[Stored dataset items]
━━━━━━━━

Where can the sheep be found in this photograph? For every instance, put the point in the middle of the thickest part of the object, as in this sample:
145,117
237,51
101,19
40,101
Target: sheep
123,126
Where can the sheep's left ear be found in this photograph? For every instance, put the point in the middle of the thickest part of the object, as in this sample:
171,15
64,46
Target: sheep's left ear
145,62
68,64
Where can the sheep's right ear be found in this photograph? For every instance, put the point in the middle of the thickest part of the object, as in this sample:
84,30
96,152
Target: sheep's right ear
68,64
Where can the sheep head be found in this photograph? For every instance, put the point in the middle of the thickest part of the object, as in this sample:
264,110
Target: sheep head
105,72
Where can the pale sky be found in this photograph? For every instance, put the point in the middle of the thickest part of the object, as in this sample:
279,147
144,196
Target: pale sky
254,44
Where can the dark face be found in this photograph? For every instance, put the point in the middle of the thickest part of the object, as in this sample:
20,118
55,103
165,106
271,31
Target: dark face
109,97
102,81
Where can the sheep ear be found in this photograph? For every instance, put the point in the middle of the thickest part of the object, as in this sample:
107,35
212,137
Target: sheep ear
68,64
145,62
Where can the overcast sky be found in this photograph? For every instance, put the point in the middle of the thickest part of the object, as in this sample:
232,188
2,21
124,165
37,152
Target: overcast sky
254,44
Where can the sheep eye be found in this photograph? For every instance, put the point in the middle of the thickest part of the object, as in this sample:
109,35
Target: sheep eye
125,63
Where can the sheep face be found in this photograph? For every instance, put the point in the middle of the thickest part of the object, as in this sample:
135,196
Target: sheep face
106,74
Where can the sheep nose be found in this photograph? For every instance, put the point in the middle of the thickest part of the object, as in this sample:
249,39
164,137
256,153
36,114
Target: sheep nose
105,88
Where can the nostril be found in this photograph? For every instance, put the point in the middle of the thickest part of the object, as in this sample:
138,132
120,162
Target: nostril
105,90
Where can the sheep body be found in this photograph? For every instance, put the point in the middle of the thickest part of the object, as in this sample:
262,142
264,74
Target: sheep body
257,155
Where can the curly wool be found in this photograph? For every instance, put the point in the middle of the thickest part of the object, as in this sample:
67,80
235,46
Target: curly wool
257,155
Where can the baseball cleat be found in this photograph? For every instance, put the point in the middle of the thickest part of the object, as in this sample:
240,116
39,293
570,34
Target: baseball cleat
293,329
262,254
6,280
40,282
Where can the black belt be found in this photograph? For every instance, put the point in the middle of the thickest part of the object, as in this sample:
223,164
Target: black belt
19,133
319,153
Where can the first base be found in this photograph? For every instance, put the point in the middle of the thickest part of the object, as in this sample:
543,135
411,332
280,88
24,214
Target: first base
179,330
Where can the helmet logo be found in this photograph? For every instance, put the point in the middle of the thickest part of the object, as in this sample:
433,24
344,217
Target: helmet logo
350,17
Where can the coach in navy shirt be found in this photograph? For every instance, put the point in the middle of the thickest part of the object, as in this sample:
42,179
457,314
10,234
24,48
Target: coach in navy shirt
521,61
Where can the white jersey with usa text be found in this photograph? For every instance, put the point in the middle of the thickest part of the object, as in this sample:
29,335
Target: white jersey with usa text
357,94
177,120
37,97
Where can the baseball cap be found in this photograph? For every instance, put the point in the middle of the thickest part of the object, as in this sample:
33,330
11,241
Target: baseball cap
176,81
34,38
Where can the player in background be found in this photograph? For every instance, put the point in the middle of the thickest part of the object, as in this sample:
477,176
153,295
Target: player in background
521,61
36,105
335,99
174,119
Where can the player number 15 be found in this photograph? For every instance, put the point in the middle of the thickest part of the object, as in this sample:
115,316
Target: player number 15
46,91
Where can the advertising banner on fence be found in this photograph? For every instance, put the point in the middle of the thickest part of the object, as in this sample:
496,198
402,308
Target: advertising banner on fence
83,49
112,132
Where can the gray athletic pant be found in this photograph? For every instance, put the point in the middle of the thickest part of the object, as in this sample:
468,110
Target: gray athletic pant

━━━━━━━━

- AIM -
Retype all of the material above with every character intact.

- ANSWER TO THIS PROBLEM -
Where can the sheep be found in this photograph? For every instance, put the point in the middle of the thickest part of the object, as in this sample:
145,117
237,51
101,19
40,101
Target: sheep
123,126
Where can the sheep's left ear be found in this photograph? For every instance, put the point in the middle of the thickest part of the object, as in this sample:
171,15
64,46
Target: sheep's left ear
145,62
68,64
Where can the sheep's right ear be found in this photograph? For every instance, put the point in the middle of the thickest part of the object, as in this sample:
84,30
96,152
Target: sheep's right ear
68,64
Where can the sheep head be found in this photograph? For every instance, put the point in the middle of the thickest part of the object, as in this sample:
264,110
Target: sheep head
105,72
Where can the pale sky be found in this photograph? For every instance, put the point in the middle of the thickest part of the object, as in this sample:
279,147
144,196
Target: pale sky
254,44
Where can the dark face be found in this photograph? For every instance, put the point in the middle of the thickest part of the object, as in this sample:
20,118
55,103
165,106
271,31
Target: dark face
109,97
102,81
Where can the sheep ear be found in this photograph? For every instance, put the point in the middle of the thickest part of the object, as in this sample:
107,35
212,137
Target: sheep ear
68,64
145,62
Where can the overcast sky be found in this photograph? For every instance, put the point in the middle of the thickest part of the object, as in this sample:
232,188
2,21
124,165
37,152
Target: overcast sky
254,44
Where can the sheep eye be found in this photograph? For every instance, put the point in the middle of the thickest part of the object, as in this sample:
109,35
Target: sheep eye
125,63
Where can the sheep face be found in this photograph? For every instance, put the point in the middle of the thickest part of the object, as in this sample:
135,196
Target: sheep face
106,74
Where can the sheep nose be found in this photograph? For every instance, put the point in the middle of the thickest part of the object, as in this sample:
249,39
164,137
256,153
36,114
Target: sheep nose
105,88
Where can the nostril be found in this photograph? For every instance, put the point in the middle of the thickest part of the object, as in this sample:
138,132
120,162
Target: nostril
105,90
Where can the sheep body be found in this photograph? For every instance, put the point in the middle of the thickest part of the object, as in this sample:
262,142
264,74
Target: sheep body
257,155
Where can the curly wool be found in this photograph? For every instance, put the point in the middle of the thickest part of the object, as in this sample:
67,80
235,46
Target: curly wool
257,155
Where can the baseball cleat be found in this photograph? For every instance, put the point in the middle of the thickest part of the object, as in this sample:
240,116
39,293
570,34
Target: baseball cleat
293,329
262,254
6,280
40,282
Where can the black belt be found in this photograph? For every instance, put the point in the middle of the thickest part of the object, as in this sample:
223,164
Target: black belt
19,133
319,153
Where can the first base be found in this photograph? For every instance, put the point in the middle of the thickest part of the object, as in this sample:
543,135
411,332
280,88
24,214
Target: first base
179,330
Where can the helmet logo be found in this photograph? For every instance, put the point in the middle of the thickest part of the object, as in this sample:
433,24
344,217
Target: helmet logo
350,17
Where can the coach in navy shirt be found in this photograph? For every instance, put the point in the middle of the thickest part of the object, as in this sample:
42,179
457,314
10,234
24,48
Target: coach in navy shirt
521,61
Where can the white jersey with usa text be found in this photograph? For every instance, put the point in the middle of the thickest part of the object, as in this sample:
29,335
Target: white jersey with usa text
357,94
177,120
37,97
Where can the baseball cap be found in this photograph? For every instance, put the point in the middle of the thickest part of the object, as in this sample:
33,330
11,241
Target: baseball cap
176,81
34,38
Where can the player in background be found in this photograph? For every instance, put the point in the middle of the thickest part of the object, as in this sample:
477,176
153,295
Target: player in background
521,61
36,105
335,99
174,119
Where can the player number 15 be found in this photograph? For every instance, put the point in the middle of the thickest part of the object, as in this sample:
115,316
Target: player number 15
46,91
Where can the advertising banner on fence be found in this photograph? For every instance, put the point in the middle of the thickest part of the object, as in this sample:
496,198
402,308
Target: advertising banner on fence
83,49
112,132
Where can the gray athletic pant be found in this photograph? For every instance, put the point in the middle of the thickest part of the object, as in this sample:
468,110
Target: gray athletic pant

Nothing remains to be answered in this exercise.